**Problem details**
Arrange every line of the records below as a JSON list of strings, one string per line, with blank lines omitted.

::::

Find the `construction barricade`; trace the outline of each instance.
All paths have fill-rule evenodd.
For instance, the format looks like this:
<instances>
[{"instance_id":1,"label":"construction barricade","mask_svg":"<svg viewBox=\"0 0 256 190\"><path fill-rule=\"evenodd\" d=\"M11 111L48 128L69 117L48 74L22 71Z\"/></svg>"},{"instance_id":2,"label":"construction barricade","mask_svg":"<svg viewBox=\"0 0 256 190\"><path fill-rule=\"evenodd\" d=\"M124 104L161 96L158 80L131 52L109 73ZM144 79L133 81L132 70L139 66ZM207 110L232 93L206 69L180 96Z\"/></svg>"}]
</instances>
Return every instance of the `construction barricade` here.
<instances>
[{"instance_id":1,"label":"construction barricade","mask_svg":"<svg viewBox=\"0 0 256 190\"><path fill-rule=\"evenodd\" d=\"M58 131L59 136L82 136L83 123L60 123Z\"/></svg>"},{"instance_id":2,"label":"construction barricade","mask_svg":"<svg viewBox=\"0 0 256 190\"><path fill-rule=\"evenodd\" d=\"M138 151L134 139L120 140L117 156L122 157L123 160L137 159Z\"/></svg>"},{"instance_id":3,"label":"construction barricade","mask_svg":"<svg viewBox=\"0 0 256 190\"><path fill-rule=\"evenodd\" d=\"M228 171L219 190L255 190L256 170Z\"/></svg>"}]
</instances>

::::

**Result**
[
  "Find the `construction barricade`; trace the outline of each instance.",
  "All paths have fill-rule evenodd.",
  "For instance, the format looks like this:",
  "<instances>",
  "[{\"instance_id\":1,\"label\":\"construction barricade\",\"mask_svg\":\"<svg viewBox=\\\"0 0 256 190\\\"><path fill-rule=\\\"evenodd\\\" d=\\\"M11 111L48 128L69 117L48 74L22 71Z\\\"/></svg>\"},{\"instance_id\":2,\"label\":\"construction barricade\",\"mask_svg\":\"<svg viewBox=\\\"0 0 256 190\\\"><path fill-rule=\\\"evenodd\\\" d=\\\"M124 104L161 96L158 80L131 52L109 73ZM144 79L133 81L132 70L139 66ZM207 110L232 93L206 69L180 96Z\\\"/></svg>\"}]",
  "</instances>",
  "Return every instance of the `construction barricade` here.",
  "<instances>",
  "[{\"instance_id\":1,\"label\":\"construction barricade\",\"mask_svg\":\"<svg viewBox=\\\"0 0 256 190\\\"><path fill-rule=\\\"evenodd\\\" d=\\\"M58 131L59 136L82 136L83 123L60 123Z\\\"/></svg>\"},{\"instance_id\":2,\"label\":\"construction barricade\",\"mask_svg\":\"<svg viewBox=\\\"0 0 256 190\\\"><path fill-rule=\\\"evenodd\\\" d=\\\"M138 151L134 139L120 140L117 156L122 157L123 160L137 159Z\\\"/></svg>\"},{\"instance_id\":3,\"label\":\"construction barricade\",\"mask_svg\":\"<svg viewBox=\\\"0 0 256 190\\\"><path fill-rule=\\\"evenodd\\\" d=\\\"M228 171L219 190L255 190L256 170Z\\\"/></svg>\"}]",
  "</instances>"
]